======== RECORDS TO USE ========

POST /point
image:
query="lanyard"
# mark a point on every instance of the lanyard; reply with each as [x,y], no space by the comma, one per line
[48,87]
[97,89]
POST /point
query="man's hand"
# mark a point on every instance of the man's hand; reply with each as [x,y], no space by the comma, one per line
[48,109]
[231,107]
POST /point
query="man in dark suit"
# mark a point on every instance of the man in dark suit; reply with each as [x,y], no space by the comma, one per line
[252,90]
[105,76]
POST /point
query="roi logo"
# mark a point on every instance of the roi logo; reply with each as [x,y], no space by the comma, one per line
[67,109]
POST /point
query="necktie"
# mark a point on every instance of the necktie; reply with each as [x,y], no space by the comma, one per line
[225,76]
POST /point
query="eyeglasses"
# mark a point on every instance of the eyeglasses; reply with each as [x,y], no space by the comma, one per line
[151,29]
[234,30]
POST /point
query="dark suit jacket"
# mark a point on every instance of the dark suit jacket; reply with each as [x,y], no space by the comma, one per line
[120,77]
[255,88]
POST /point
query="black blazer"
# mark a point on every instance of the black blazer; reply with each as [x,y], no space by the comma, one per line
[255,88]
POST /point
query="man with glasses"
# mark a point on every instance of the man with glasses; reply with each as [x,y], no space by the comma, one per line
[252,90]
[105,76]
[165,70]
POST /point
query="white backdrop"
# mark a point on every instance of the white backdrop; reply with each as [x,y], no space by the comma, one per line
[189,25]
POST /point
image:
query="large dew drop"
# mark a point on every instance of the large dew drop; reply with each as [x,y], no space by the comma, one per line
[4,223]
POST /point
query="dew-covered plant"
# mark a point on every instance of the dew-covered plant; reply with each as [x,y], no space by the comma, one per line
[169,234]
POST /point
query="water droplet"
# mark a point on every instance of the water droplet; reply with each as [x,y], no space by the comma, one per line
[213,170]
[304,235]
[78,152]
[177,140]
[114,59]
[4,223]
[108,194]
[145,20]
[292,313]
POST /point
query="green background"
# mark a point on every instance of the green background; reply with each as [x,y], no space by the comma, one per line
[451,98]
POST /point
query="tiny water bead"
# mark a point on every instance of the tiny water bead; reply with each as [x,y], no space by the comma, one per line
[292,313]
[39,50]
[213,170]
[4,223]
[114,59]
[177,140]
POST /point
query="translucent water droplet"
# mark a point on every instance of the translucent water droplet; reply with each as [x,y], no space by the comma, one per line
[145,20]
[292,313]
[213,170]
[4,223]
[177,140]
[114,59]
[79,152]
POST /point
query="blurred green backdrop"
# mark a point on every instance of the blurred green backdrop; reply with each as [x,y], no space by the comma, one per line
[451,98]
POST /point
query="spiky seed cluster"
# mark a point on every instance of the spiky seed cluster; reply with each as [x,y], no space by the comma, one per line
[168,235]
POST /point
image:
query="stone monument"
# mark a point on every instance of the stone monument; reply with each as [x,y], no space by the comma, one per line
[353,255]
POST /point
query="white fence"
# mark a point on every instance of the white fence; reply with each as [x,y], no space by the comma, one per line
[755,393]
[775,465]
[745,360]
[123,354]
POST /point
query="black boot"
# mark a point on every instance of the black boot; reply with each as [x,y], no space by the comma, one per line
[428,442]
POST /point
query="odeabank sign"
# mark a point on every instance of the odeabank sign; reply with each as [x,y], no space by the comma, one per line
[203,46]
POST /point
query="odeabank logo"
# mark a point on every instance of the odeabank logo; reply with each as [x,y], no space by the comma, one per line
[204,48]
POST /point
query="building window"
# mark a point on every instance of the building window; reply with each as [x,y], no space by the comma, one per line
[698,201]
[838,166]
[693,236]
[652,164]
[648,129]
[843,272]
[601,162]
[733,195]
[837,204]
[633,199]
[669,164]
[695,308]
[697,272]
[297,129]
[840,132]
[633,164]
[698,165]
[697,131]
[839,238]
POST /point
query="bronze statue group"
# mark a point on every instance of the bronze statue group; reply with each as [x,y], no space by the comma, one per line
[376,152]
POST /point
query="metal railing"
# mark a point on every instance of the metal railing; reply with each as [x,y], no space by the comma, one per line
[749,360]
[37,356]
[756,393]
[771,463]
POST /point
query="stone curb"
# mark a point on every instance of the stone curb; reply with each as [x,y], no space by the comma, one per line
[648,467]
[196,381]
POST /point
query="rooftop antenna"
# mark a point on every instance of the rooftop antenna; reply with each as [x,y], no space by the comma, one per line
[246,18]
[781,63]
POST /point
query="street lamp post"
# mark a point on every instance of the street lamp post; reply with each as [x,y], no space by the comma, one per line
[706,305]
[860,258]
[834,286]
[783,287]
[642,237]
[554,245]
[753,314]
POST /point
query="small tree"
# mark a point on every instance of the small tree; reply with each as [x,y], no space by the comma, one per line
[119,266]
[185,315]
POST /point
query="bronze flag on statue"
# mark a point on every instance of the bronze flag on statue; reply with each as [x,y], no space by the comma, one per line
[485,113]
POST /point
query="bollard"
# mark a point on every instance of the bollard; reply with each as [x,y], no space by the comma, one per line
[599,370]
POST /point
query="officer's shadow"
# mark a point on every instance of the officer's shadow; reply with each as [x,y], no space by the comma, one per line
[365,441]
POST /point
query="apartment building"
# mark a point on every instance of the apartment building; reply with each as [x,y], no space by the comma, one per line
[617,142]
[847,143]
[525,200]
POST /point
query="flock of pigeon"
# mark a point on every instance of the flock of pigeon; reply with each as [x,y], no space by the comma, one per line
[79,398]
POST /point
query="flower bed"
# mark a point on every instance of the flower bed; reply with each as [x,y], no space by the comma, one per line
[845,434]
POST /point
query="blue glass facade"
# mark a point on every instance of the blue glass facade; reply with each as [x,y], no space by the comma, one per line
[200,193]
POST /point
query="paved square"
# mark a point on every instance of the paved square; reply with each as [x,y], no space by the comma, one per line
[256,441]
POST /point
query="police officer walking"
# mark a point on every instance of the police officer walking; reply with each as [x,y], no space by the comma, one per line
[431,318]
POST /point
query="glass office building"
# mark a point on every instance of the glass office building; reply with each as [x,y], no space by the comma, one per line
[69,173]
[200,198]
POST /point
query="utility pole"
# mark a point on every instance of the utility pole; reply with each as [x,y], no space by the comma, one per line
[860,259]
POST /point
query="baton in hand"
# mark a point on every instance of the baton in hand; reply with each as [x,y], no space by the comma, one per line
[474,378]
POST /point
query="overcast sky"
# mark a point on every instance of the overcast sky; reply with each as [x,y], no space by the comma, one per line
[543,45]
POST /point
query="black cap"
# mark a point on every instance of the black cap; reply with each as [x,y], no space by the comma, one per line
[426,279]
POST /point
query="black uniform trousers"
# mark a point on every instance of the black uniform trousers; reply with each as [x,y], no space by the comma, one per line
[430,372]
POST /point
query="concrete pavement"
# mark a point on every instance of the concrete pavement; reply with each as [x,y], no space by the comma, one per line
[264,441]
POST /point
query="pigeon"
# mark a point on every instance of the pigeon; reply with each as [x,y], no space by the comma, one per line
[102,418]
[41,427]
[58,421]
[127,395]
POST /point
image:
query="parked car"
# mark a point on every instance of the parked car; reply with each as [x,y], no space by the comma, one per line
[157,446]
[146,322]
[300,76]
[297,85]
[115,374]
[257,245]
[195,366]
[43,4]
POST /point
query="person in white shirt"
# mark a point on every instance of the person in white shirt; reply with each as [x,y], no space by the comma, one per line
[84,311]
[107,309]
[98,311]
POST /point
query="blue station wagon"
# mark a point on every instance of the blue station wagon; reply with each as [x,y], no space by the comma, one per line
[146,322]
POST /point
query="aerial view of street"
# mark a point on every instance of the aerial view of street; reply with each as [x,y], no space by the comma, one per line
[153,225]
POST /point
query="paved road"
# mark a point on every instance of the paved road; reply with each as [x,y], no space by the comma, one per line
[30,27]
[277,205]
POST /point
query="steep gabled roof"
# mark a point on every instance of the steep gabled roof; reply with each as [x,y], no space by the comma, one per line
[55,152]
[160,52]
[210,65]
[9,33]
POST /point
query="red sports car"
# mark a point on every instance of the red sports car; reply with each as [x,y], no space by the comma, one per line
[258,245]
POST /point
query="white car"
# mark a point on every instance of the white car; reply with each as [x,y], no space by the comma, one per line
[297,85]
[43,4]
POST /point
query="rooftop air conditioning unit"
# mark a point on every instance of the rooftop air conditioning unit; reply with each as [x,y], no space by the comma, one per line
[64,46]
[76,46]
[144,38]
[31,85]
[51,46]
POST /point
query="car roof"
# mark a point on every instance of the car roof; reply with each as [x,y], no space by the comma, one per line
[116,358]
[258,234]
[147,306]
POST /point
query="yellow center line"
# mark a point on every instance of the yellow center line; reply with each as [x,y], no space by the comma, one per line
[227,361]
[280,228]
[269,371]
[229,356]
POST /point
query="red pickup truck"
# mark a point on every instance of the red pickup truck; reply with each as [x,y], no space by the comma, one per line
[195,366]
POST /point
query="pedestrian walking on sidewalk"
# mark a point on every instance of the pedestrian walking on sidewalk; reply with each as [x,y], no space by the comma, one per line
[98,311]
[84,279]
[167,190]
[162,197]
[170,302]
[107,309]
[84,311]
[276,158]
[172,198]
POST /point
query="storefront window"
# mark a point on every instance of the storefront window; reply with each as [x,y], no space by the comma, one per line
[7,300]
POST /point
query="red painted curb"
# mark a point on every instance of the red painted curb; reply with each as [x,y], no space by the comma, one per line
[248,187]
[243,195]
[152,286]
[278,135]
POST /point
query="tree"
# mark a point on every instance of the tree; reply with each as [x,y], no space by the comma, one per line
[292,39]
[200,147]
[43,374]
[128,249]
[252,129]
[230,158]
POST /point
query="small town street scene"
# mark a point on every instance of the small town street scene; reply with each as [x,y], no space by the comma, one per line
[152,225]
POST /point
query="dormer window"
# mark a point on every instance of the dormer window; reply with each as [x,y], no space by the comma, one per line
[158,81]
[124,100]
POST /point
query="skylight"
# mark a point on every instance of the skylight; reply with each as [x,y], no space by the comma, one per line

========

▸ **CHALLENGE**: Report how many lines in the records above contain the string "black". Case counts, and the reply should be only the number.

▸ **ANSWER TO THE PROBLEM**: 8